◆ What this task involves ◆
Word for word, copy the lines beginning at the one with "is white interior" and ending at the last line below; pictures stay out.

◆ Exercise input ◆
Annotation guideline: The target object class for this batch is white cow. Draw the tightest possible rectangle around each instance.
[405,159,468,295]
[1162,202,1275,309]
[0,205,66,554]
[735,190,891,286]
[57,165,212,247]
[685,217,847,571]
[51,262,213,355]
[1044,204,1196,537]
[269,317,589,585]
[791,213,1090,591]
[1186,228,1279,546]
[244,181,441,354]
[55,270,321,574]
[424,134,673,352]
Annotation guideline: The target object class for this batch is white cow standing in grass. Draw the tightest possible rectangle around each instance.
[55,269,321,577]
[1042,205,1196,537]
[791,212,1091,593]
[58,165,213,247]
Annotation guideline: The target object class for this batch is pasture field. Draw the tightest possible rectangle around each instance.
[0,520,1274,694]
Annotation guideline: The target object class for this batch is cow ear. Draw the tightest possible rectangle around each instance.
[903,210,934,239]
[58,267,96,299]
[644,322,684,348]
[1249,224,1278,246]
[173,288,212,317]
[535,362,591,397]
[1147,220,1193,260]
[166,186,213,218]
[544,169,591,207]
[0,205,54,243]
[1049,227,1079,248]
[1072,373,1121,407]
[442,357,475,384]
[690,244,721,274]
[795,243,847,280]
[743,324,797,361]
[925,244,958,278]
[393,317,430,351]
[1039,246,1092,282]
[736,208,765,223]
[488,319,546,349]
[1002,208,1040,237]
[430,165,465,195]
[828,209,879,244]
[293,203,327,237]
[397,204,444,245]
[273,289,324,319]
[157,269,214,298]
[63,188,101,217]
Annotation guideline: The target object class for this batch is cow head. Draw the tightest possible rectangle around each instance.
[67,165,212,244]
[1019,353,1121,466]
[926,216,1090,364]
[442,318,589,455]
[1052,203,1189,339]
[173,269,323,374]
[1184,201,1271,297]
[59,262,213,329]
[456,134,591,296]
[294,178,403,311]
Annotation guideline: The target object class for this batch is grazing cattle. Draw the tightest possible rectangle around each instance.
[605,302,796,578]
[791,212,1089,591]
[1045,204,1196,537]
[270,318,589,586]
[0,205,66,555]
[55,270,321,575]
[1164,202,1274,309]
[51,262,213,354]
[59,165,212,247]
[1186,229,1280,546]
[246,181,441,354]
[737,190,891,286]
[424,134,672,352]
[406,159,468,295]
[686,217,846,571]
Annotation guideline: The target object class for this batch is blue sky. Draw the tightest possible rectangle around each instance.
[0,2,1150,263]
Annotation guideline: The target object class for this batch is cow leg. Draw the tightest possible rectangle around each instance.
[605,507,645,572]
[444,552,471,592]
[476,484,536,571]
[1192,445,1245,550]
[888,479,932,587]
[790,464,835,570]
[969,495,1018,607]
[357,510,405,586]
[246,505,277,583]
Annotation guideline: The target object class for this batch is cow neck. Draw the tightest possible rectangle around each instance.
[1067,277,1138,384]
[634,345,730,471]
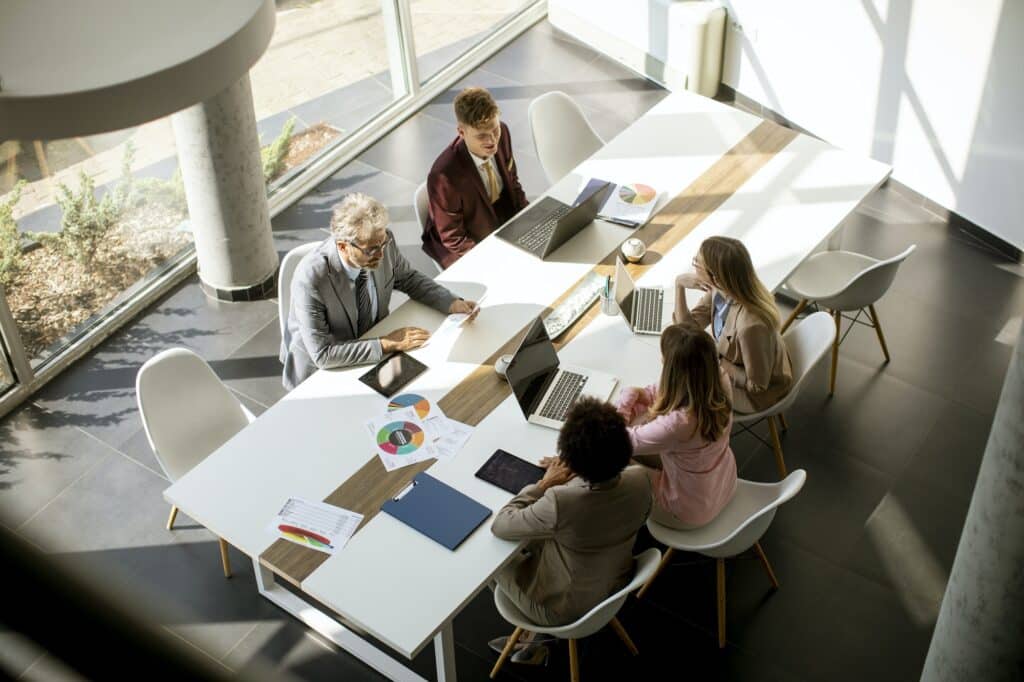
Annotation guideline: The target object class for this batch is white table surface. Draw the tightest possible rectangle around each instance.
[166,89,891,659]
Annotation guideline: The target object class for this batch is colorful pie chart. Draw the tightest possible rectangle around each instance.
[376,420,426,455]
[618,183,657,205]
[388,393,431,419]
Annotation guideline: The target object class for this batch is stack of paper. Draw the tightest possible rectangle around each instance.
[365,393,474,471]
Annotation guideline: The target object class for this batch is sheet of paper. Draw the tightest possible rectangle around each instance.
[422,313,467,348]
[268,497,363,555]
[366,406,438,471]
[430,417,473,460]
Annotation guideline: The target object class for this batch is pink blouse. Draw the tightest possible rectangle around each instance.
[617,379,737,527]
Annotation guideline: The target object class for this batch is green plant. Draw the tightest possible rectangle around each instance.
[261,117,296,183]
[0,181,26,287]
[35,170,124,264]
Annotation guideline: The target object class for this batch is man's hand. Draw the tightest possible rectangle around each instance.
[380,326,430,353]
[449,299,481,322]
[538,458,575,491]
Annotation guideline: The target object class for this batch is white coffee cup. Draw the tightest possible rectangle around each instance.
[621,238,646,263]
[494,353,514,377]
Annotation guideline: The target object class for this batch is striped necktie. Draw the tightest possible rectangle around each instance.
[355,268,372,336]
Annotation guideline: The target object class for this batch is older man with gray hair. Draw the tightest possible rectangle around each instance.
[282,192,478,390]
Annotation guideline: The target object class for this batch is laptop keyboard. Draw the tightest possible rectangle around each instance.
[633,287,664,333]
[538,371,588,421]
[517,206,571,252]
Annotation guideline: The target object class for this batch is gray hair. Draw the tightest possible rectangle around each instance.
[329,193,389,243]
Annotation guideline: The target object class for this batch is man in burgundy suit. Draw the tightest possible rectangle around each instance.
[422,87,530,269]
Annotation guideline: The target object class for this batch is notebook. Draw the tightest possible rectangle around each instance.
[381,473,491,550]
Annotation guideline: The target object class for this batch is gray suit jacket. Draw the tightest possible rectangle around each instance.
[281,234,457,390]
[490,465,652,624]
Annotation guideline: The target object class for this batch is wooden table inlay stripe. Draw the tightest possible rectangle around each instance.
[260,120,797,584]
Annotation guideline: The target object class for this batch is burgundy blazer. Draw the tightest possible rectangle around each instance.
[422,122,529,269]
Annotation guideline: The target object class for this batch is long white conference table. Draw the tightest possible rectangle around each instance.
[165,90,890,681]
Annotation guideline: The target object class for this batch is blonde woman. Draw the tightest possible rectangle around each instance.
[675,236,793,414]
[617,323,737,528]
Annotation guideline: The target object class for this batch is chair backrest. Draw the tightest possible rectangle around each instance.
[541,548,662,639]
[413,182,430,233]
[528,91,604,185]
[647,470,807,559]
[784,311,837,393]
[136,348,253,482]
[278,242,319,356]
[829,245,916,311]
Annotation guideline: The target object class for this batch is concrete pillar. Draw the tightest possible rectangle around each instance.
[171,74,278,302]
[920,323,1024,681]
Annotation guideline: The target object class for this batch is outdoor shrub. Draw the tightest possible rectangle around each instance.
[261,117,296,183]
[36,170,123,264]
[0,182,25,287]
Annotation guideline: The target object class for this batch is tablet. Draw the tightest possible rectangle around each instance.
[358,352,428,397]
[475,449,545,495]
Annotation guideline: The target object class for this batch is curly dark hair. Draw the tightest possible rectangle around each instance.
[557,397,633,484]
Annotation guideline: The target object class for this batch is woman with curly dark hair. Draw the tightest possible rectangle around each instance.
[488,397,651,664]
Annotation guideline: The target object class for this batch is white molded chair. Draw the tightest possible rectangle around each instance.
[490,548,661,680]
[528,91,604,185]
[413,182,442,274]
[638,470,807,648]
[780,245,915,394]
[733,312,837,478]
[136,348,256,578]
[278,242,318,362]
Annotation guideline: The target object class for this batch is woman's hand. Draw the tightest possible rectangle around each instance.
[676,272,710,292]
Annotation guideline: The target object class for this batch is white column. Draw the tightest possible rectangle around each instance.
[921,323,1024,681]
[172,74,278,301]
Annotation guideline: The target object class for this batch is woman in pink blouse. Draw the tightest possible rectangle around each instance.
[617,323,737,528]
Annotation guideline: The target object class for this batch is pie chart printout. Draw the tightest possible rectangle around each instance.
[618,183,657,205]
[376,421,426,456]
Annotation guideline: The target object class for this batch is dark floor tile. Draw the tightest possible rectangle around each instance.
[416,31,490,84]
[901,403,993,503]
[357,114,458,186]
[479,21,603,86]
[421,68,532,130]
[779,356,948,478]
[817,567,934,682]
[220,318,288,409]
[0,404,115,529]
[273,228,331,257]
[842,475,970,628]
[117,426,166,478]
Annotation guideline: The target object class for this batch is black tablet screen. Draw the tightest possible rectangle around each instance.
[476,449,545,495]
[358,352,428,397]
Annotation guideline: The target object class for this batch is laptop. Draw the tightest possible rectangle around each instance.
[497,181,614,259]
[505,317,618,430]
[615,259,664,335]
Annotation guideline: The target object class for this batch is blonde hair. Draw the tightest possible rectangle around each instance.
[650,323,732,442]
[699,237,781,329]
[330,193,388,243]
[454,87,500,128]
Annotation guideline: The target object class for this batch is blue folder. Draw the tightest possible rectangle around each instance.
[381,473,492,550]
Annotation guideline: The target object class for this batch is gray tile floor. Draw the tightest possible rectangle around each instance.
[3,18,1023,682]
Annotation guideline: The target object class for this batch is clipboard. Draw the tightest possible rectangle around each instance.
[381,473,492,550]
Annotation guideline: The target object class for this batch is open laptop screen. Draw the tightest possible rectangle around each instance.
[614,259,636,326]
[505,317,560,418]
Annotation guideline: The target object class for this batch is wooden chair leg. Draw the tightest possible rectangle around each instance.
[767,416,787,478]
[716,558,726,648]
[777,412,789,431]
[218,538,232,579]
[754,542,780,590]
[609,616,639,656]
[569,638,580,682]
[636,547,674,599]
[780,298,808,333]
[166,505,179,531]
[489,626,524,679]
[867,304,891,363]
[829,309,841,395]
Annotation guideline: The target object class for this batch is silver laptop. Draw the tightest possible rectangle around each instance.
[497,181,613,260]
[615,259,664,335]
[505,317,618,430]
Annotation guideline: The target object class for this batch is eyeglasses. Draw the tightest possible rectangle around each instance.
[343,234,390,259]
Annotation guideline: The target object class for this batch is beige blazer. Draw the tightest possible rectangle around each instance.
[490,466,652,624]
[686,291,793,413]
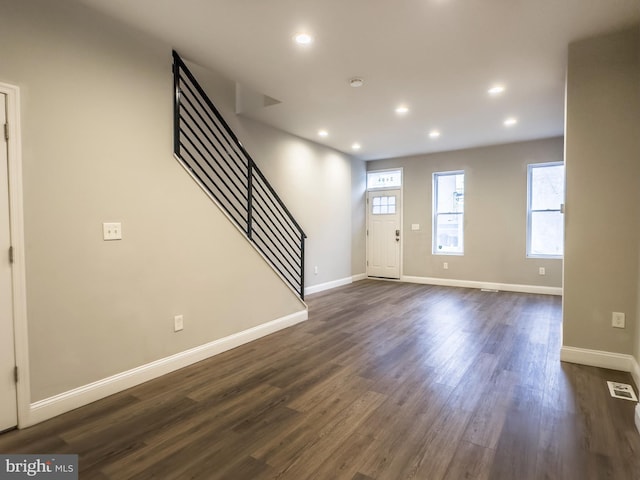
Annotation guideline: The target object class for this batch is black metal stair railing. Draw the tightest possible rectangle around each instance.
[172,51,306,299]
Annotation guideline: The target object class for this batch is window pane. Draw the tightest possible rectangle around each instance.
[372,205,380,214]
[530,211,564,256]
[531,165,564,210]
[367,170,402,189]
[437,174,464,213]
[435,213,463,254]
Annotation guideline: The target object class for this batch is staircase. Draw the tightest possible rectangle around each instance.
[172,51,306,299]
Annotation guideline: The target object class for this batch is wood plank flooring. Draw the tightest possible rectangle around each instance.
[1,280,640,479]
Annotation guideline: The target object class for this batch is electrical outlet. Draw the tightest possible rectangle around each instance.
[314,266,319,275]
[411,224,420,231]
[538,267,546,276]
[612,312,625,329]
[443,262,448,270]
[103,222,122,241]
[174,315,184,332]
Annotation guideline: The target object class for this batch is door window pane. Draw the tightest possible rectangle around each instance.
[372,195,396,215]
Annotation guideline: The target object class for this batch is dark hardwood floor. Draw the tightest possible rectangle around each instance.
[1,280,639,479]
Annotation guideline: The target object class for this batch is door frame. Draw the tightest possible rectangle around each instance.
[0,82,30,428]
[365,168,403,280]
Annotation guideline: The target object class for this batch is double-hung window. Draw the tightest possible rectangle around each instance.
[433,171,464,255]
[527,162,565,258]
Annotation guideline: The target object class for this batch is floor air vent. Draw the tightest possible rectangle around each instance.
[607,381,638,401]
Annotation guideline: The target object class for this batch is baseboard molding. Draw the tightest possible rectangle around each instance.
[560,346,639,374]
[352,273,367,282]
[401,275,562,296]
[631,356,640,392]
[305,276,353,295]
[635,404,640,436]
[26,309,308,427]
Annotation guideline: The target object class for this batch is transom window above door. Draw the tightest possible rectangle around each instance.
[367,169,402,189]
[372,195,396,215]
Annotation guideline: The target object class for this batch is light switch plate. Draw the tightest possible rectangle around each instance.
[103,222,122,241]
[411,224,420,231]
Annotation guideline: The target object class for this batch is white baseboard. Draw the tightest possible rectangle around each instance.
[636,404,640,436]
[560,346,639,374]
[352,273,367,282]
[26,309,308,427]
[401,275,562,296]
[305,276,353,295]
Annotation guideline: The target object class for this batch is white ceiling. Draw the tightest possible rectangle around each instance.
[75,0,639,160]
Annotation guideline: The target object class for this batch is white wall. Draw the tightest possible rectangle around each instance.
[0,0,359,405]
[367,137,564,289]
[564,26,640,356]
[184,61,364,290]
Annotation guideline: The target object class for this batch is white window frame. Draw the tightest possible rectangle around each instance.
[366,168,402,191]
[526,161,564,259]
[432,170,464,256]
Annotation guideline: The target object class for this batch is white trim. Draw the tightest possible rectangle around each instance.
[635,404,640,436]
[401,275,562,296]
[351,273,367,283]
[305,276,354,296]
[560,346,637,372]
[630,356,640,392]
[0,82,30,429]
[25,309,307,427]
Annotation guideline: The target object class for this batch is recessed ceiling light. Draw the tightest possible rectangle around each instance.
[429,130,441,138]
[395,105,409,115]
[352,143,361,150]
[349,77,365,88]
[488,85,505,96]
[318,129,328,137]
[294,33,313,45]
[504,117,518,126]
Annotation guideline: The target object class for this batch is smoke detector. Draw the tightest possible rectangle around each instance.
[349,77,364,88]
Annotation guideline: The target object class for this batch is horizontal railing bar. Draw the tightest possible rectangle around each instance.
[178,58,305,241]
[252,201,303,264]
[252,179,302,242]
[253,193,300,249]
[180,141,249,224]
[251,225,301,273]
[175,53,250,164]
[252,164,306,238]
[251,217,302,274]
[179,157,248,231]
[180,123,249,211]
[174,50,305,300]
[252,239,300,290]
[179,90,248,175]
[180,104,248,192]
[178,76,248,173]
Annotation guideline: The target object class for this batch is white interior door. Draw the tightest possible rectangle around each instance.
[367,189,401,279]
[0,93,17,431]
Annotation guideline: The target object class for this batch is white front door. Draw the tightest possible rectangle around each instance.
[0,93,17,431]
[367,189,401,279]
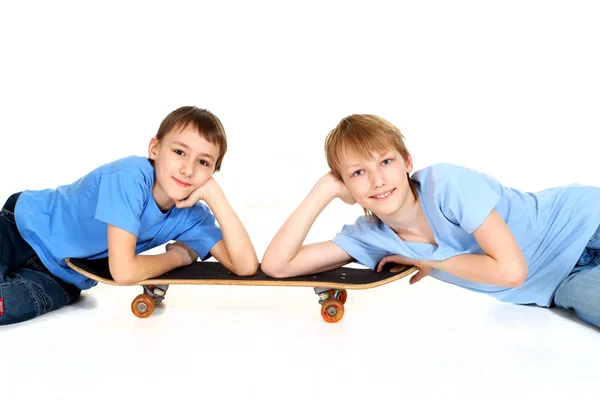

◆ Output for this exercise ◆
Annotation guideline: The target object class for this batch is white interior door. Draw the tightest possible rectangle around each instance.
[367,189,401,279]
[0,93,17,431]
Annotation guideline: The target object class for this batch is white front door. Draw the tightest possible rectangle around each instance.
[0,93,17,431]
[367,189,401,279]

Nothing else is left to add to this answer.